SUPPLIED PASSAGE:
[Cryptography] cheap sources of entropy

Sun Feb 2 12:27:53 EST 2014

   -----Original Message 1 -----
From: James A. Donald
Sent: Saturday, February 1, 2014 22:26
Subject: Re: [Cryptography] cheap sources of entropy

[ ... ]
The only efficient way to organize the system is for process switches to 
be triggered by the arrival of data.  Fail to do that, you wind up 
reading one sector per platter rotation.  If you want to read sectors as 
the platter rotates, you have to do process switch on disk event, not 
timer event.

If you do that, switch process on disk event, rather than the timer 
event, process switches will occur at times dictated by disk drive 
turbulence when a process is reading data.
[ ... ]

   -----Original Message 2-----
From: James A. Donald
Sent: Saturday, February 1, 2014 22:31

[ ... ]
The hypervisor is going to switch a process out when it wants data that 
is not yet available, rather than switching it on a clock.

If it switches a process in when data is available, rather than 
switching on a clock, turbulence is going to show up, even if that disk 
is on a network on the other side of the data center.

ACTION ITEM A: Extract the passage of the entropy thread between "If you do that, switch" and "is reading data.", inclusive, copying it word for word.
The entropy thread has no connection to the listing.

EXERCISE INPUTS:
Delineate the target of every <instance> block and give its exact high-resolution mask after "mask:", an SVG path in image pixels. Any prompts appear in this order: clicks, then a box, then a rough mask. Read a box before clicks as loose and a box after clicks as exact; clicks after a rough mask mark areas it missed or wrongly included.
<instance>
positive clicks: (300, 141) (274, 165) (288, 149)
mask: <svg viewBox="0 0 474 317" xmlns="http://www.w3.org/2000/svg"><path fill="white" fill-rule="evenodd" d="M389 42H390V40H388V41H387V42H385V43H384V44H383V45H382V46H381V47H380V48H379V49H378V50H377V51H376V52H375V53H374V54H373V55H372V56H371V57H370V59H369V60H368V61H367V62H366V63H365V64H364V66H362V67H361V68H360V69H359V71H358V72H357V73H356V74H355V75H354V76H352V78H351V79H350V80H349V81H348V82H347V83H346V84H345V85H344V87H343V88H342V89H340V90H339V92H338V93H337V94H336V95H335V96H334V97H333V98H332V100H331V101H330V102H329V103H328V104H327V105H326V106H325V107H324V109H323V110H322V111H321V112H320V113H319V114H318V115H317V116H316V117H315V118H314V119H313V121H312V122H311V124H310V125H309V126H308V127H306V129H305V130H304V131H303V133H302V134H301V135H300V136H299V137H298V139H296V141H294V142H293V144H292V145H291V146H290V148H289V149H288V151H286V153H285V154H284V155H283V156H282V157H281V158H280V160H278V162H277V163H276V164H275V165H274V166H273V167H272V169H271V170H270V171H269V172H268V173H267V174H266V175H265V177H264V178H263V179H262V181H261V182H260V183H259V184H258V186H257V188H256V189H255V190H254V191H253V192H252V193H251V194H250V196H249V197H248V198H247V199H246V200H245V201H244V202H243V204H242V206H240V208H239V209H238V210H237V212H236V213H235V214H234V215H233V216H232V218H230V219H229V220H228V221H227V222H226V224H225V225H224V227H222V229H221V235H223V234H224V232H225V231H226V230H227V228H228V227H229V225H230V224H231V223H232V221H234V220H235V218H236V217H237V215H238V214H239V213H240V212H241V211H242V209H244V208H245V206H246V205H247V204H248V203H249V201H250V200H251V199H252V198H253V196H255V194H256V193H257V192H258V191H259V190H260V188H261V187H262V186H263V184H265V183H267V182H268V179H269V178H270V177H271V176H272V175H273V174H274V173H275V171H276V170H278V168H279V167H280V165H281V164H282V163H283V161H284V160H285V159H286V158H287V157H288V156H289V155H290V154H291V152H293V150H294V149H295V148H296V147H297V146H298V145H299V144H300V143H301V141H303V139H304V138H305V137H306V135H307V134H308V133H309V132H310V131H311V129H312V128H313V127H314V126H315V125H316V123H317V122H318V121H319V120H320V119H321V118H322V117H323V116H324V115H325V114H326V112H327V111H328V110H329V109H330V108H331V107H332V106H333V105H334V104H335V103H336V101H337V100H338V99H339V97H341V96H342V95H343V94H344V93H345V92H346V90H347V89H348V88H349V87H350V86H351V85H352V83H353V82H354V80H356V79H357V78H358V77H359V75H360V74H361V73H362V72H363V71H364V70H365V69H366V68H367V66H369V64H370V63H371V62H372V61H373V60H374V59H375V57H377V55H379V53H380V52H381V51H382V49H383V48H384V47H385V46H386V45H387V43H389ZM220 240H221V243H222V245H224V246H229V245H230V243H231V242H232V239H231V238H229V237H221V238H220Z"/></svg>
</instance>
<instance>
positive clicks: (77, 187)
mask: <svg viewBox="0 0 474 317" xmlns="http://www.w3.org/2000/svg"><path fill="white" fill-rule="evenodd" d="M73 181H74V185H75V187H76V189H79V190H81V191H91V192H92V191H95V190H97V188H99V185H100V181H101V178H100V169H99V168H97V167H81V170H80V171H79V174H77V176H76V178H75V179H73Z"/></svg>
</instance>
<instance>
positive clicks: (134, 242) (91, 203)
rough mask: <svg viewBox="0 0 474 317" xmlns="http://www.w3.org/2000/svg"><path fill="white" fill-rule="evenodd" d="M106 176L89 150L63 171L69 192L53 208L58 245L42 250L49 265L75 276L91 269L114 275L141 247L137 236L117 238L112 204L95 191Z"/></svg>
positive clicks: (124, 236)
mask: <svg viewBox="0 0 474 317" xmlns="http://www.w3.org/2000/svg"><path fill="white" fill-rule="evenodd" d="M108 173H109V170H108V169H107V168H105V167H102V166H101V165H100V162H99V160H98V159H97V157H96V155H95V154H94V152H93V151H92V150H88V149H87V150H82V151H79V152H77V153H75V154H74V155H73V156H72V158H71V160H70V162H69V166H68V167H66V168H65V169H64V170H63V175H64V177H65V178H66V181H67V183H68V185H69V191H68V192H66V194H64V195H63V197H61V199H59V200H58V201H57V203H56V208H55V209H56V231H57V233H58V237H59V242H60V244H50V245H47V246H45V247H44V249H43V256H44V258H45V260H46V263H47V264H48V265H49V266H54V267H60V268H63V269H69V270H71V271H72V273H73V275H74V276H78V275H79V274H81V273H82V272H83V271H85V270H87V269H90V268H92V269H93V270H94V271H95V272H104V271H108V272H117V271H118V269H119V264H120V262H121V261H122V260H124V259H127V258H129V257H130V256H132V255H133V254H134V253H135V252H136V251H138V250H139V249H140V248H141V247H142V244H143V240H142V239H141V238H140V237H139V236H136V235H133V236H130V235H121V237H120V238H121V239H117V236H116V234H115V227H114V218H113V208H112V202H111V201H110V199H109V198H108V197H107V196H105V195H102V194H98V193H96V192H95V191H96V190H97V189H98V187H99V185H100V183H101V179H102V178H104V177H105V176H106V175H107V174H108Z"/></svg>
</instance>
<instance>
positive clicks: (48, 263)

ACTION ITEM B: Please find every line of the listing that contains the string "positive".

EXERCISE OUTPUT A:
If you do that, switch process on disk event, rather than the timer 
event, process switches will occur at times dictated by disk drive 
turbulence when a process is reading data.

EXERCISE OUTPUT B:
positive clicks: (300, 141) (274, 165) (288, 149)
positive clicks: (77, 187)
positive clicks: (134, 242) (91, 203)
positive clicks: (124, 236)
positive clicks: (48, 263)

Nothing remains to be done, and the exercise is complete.